*PROBLEMS TO WORK ON*:
[1] Using only the extract on mind and machines, decide whether each statement agrees with it, answering yes or no and quoting the words of the extract that settle it. (a) In La Mettrie's theory a mind-body interface is still required. (b) Clockwork technology was unsuited to demonstrating mechanized mental processes. (c) Man and animal differ in kind, not merely in degree.
[2] Render this sentence from the extract on mind and machines in French: "Between man and animal, there are only differences in degree."
[3] Carry on the extract on mind and machines, picking up after its final sentence.

*EXTRACT TO READ*:
⁂
From this point of view, the richness of language is connected with the typically human capacity of free will, which is intrinsically incompatible with the rigidity of a clockwork. To account for free will, Descartes provides the - otherwise mechanical - human body with an interface to the immortal soul. He situates this interface in the pineal gland -- a small gland with an unknown function, located in the hypothalamus.

A hundred years after Descartes, the idea that human beings are machines as well was explicitly defended after all. In "L'Homme machine", La Mettrie argues that "all capacities of the soul are to such an extent dependent on the right organization of the brain and the entire body, that apparently they are nothing but this organization itself." In this theory, there is a material identity between body and soul; therefore, the necessity of a mind-body-interface has disappeared. Between man and animal, there are only differences in degree. The Cartesian arguments concerning the mechanical character of animals now apply directly to human beings, but at the same time their meaning changes profoundly. Mechanism no longer implies non-consciousness: consciousness itself is mechanical.4

If the more ambitious automaton builders of this period had based their research programmes on La Mettrie's viewpoint, they would have invented something like today's Artificial Intelligence: a discipline aimed at creating actual demonstrations of mechanized mental processes. But clockwork technology was not suitable for such a purpose. Therefore, this step could not be made until the middle of the twentieth century, when the electronic computer became available.
⁂
*SOURCE MATERIAL*:

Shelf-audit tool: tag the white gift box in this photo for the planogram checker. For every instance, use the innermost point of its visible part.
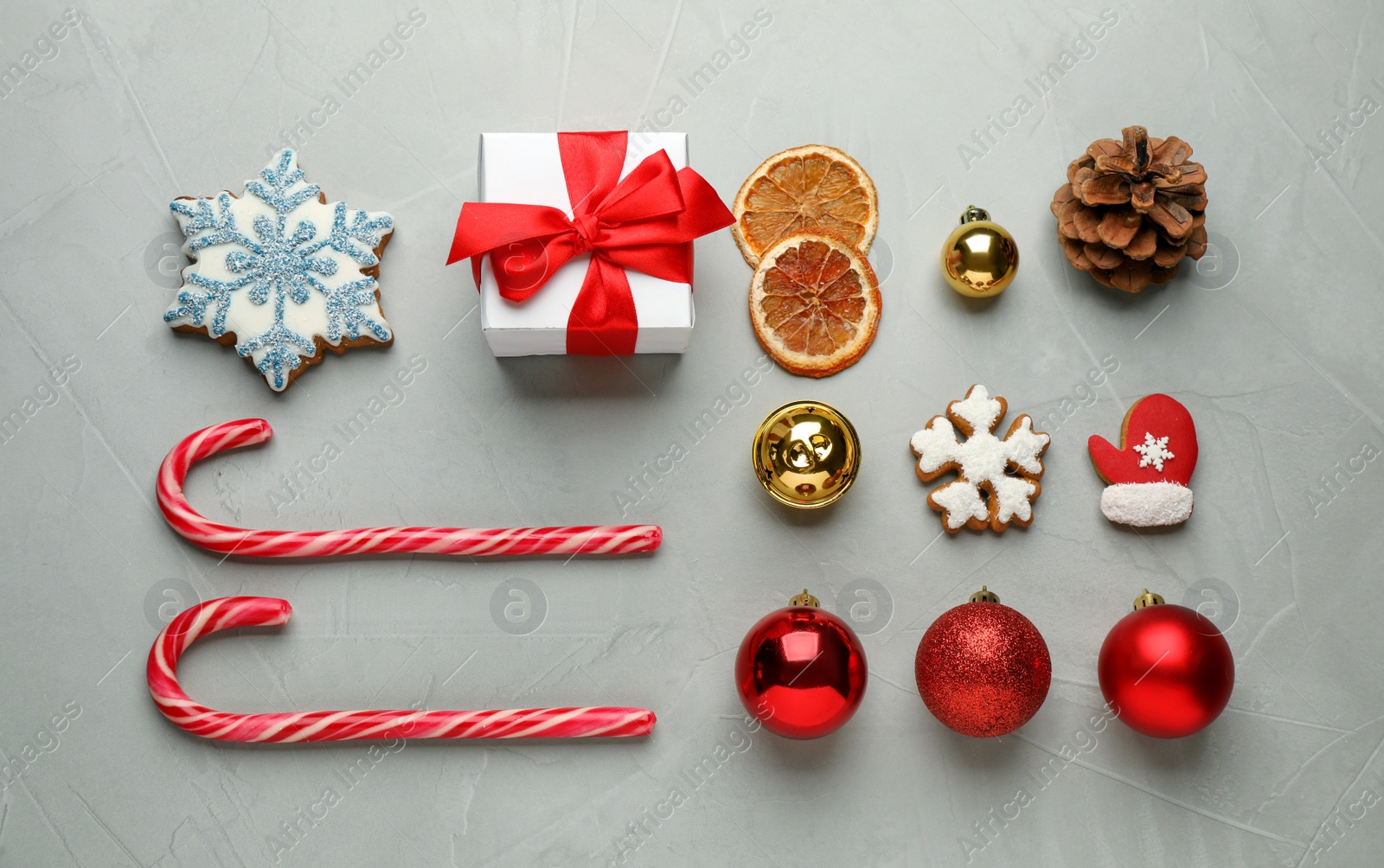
⁂
*OUTPUTS*:
[1]
(a) No: "therefore, the necessity of a mind-body-interface has disappeared."
(b) Yes: "But clockwork technology was not suitable for such a purpose."
(c) No: "Between man and animal, there are only differences in degree."

[2] Entre l'homme et l'animal, il n'y a que des différences de degré.

[3]
This is also why Cordemoy's argument was so plausible in his days. No one could foresee the virtually unlimited switching flexibility which would be introduced by Von Neumann's stored program computer. Software is mechanics which is capable of dynamic reconfiguration. Programs are virtual clockworks with self-modifying and self-extending capacities. Although these capacities are limited by the finiteness of the hardware on which the programs are implemented, in practice we can often ignore these limitations. Compared to a clockwork, the computer realizes a qualitatively superior complexity and flexibility. With this invention behind us, we must now forever view the limits of the mechanizable as unknown and open-ended.

(Talking Heads)

The first serious speech machines were developed by eighteenth-century automaton builders who were engaged in mechanical simulation of the bodily functions of man and beast. At this time, the sound of speech was not yet viewed as a phenomenon which could be analyzed and reconstructed. Speech simulation was imitation of the act of speaking. Artificial bodies were created, which could blow out air and thereby make the air vibrate; the fidelity of the artificial speech generated in this way depended on the accuracy with which the relevant features of the human body were reproduced.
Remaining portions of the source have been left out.